* _Supplied information_
• • • •

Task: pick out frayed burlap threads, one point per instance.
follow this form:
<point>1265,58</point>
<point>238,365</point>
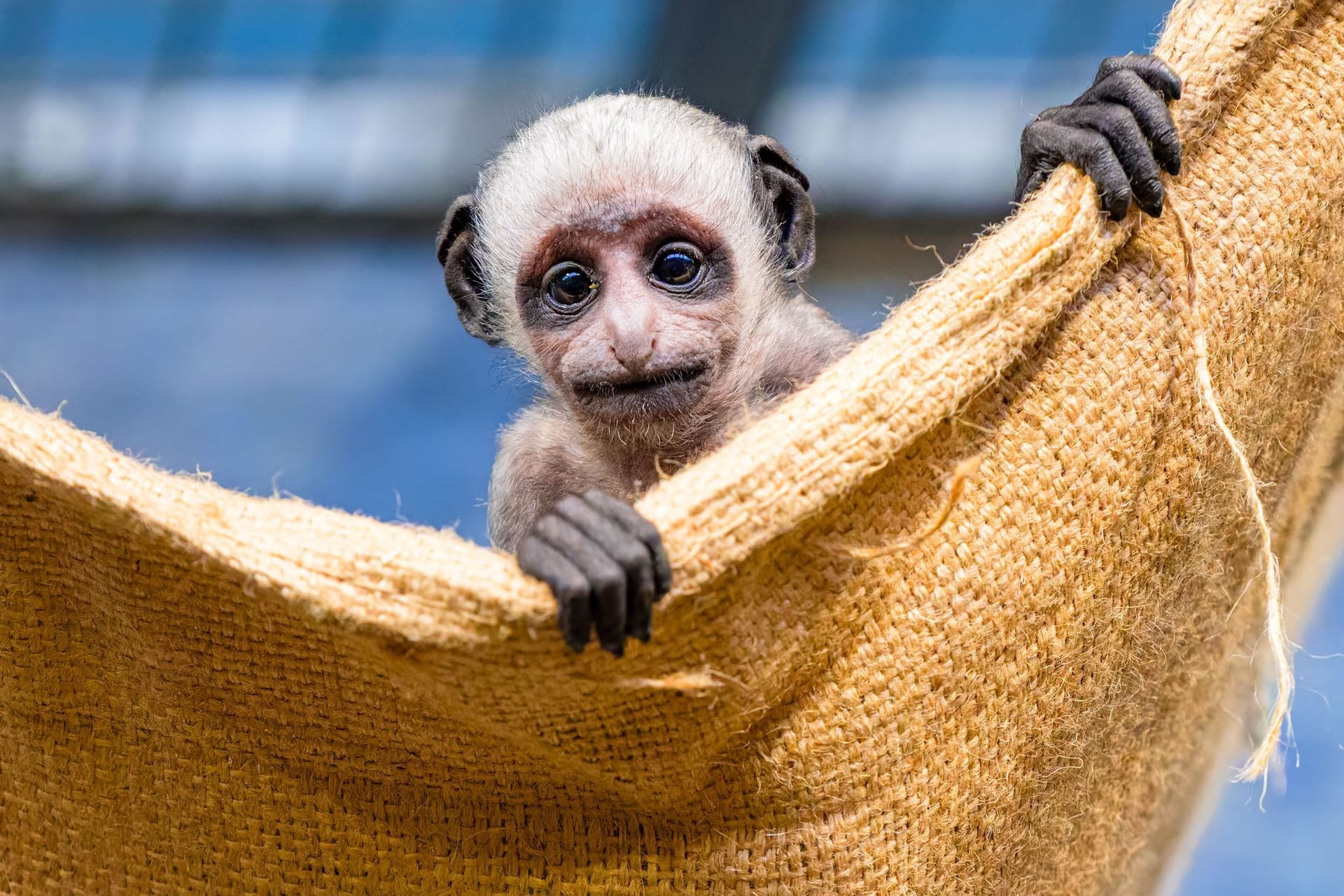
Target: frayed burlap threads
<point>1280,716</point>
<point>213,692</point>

• • • •

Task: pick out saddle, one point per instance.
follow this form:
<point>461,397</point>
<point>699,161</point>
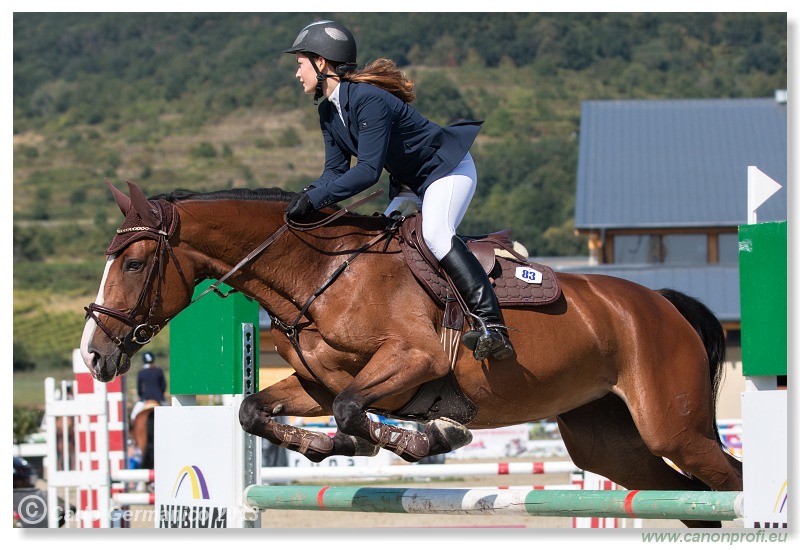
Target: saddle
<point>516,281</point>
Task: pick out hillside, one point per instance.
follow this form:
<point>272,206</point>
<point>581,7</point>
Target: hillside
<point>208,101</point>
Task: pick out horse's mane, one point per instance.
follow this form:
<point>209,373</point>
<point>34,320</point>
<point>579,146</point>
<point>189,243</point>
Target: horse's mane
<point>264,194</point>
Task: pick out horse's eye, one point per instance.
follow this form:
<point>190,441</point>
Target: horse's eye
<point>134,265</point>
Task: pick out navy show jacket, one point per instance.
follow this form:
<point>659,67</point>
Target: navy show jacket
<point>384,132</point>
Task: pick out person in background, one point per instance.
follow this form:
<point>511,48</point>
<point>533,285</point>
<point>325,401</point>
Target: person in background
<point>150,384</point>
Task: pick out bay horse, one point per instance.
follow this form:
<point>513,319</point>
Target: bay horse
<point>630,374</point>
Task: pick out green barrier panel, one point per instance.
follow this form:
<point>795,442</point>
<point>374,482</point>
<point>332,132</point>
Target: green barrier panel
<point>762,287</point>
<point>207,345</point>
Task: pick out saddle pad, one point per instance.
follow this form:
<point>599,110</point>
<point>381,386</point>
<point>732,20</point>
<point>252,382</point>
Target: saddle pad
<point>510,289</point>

• • • •

Retype everything from the line containing "Task: pick out frayed" down to the line containing "<point>213,692</point>", both lines included. Leave out the picture.

Task: pick out frayed burlap threads, one point per instance.
follow this form:
<point>1265,58</point>
<point>238,365</point>
Target: frayed burlap threads
<point>1280,716</point>
<point>213,692</point>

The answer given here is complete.